Point-per-instance localization data:
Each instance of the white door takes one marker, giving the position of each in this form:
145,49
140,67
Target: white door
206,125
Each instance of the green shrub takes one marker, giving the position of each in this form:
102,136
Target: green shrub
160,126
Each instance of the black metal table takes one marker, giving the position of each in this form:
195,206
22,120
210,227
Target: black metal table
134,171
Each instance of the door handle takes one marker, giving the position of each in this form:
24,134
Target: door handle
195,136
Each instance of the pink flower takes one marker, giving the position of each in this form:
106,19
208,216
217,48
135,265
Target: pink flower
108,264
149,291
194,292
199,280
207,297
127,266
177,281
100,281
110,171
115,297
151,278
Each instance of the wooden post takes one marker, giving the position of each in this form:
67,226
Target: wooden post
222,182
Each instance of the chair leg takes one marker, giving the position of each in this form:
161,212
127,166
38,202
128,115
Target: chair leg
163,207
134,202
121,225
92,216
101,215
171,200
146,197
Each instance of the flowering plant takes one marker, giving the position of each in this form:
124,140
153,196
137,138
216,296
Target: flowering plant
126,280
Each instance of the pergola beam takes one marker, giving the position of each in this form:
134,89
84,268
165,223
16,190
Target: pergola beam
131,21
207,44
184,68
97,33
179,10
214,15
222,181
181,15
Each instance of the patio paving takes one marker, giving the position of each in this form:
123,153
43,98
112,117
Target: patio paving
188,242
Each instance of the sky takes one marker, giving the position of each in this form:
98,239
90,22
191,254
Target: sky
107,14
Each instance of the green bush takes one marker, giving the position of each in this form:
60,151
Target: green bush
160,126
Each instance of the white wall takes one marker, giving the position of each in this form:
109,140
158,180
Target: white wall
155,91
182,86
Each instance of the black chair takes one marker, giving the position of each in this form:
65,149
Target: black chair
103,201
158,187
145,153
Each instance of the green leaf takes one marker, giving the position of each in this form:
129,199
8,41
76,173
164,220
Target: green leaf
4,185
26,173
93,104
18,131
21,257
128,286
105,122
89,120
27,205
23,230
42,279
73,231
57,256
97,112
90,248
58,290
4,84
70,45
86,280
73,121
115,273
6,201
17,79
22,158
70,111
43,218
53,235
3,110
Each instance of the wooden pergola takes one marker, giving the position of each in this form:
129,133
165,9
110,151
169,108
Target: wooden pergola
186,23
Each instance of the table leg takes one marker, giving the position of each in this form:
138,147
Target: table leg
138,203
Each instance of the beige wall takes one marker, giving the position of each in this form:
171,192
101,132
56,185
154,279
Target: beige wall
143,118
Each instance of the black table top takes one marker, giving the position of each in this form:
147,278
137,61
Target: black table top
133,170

* **Assigned task**
Repeat each line above exactly as it stands.

* **Reply to the task**
Each instance of the white door takes one marker, giving the position of each in this form:
145,49
140,67
Target: white door
206,125
Each instance of the green shrub takes one marker, giving the position of each in this form:
102,136
Target: green shrub
160,126
Each instance of the black metal table takes one marker, giving the position of each in this form:
195,206
22,120
210,227
Target: black metal table
134,171
Each instance of the door handle takes one marker, giving the position of each in this form:
24,134
Target: door handle
195,136
Each instance of the pink flower takes one marker, giving the position of each in this form:
106,19
208,216
217,48
135,265
Target: pink flower
108,264
149,291
194,292
199,280
207,297
127,266
177,281
100,281
110,171
115,297
151,278
Each instance of the wooden post takes one marker, giving the position of each in this form:
67,226
Target: wooden post
222,182
Each instance of the chair leg takes one marker, giving the position of each in this form:
161,212
127,166
38,202
128,115
Target: chair leg
163,207
134,202
121,225
92,216
101,215
171,200
146,197
Each instance of the flowering plant takes one marker, giving the position of each in this form:
124,140
153,196
137,138
216,296
Target: flowering plant
126,280
Each instance of the pergola beam takes one marker, giving the position of each in this form:
134,89
84,268
165,223
16,190
Target: pergola beam
131,21
207,44
184,68
97,33
179,10
214,15
222,181
181,15
Each instance of the patio paving takes one marker, giving the position of each in this form:
123,153
43,98
112,117
Target: patio paving
188,242
Each instance of the sky takes one marker, giving the position of each in this form:
98,239
90,22
191,254
Target: sky
107,14
Each instance of the green bush takes one marker, giving the position of each in this form:
60,151
Target: green bush
160,126
Each instance of the white wall takes one marker, giving the position of each in this form:
109,140
158,180
Target: white wall
155,91
182,86
Each instance of the black chair takes one marker, giving the position of each in this form:
65,149
Target: black chair
103,201
158,187
145,153
Each instance of the green leaf takes one marker, giving the position of each in this form:
129,199
8,41
76,173
164,220
Target: green leaf
4,185
26,173
93,104
18,131
21,257
128,286
105,122
89,120
27,205
23,230
42,279
73,231
57,256
97,112
90,248
58,290
4,84
70,45
86,280
73,121
115,273
6,201
17,79
22,158
70,111
43,218
53,235
3,110
Each instance of the wooden pergola takes one marker, giving the position of each in this form:
129,133
165,9
110,151
169,108
Target: wooden pergola
186,23
Each instance of the table leg takes one marker, giving the position of each in this form:
138,147
Target: table leg
138,203
Each instance of the beige wall takes one marker, giving the position of each in this form:
171,192
101,132
56,185
154,279
Target: beige wall
143,118
Each instance of the black table top takes one marker, giving the position of each in this form:
147,278
137,61
Target: black table top
133,170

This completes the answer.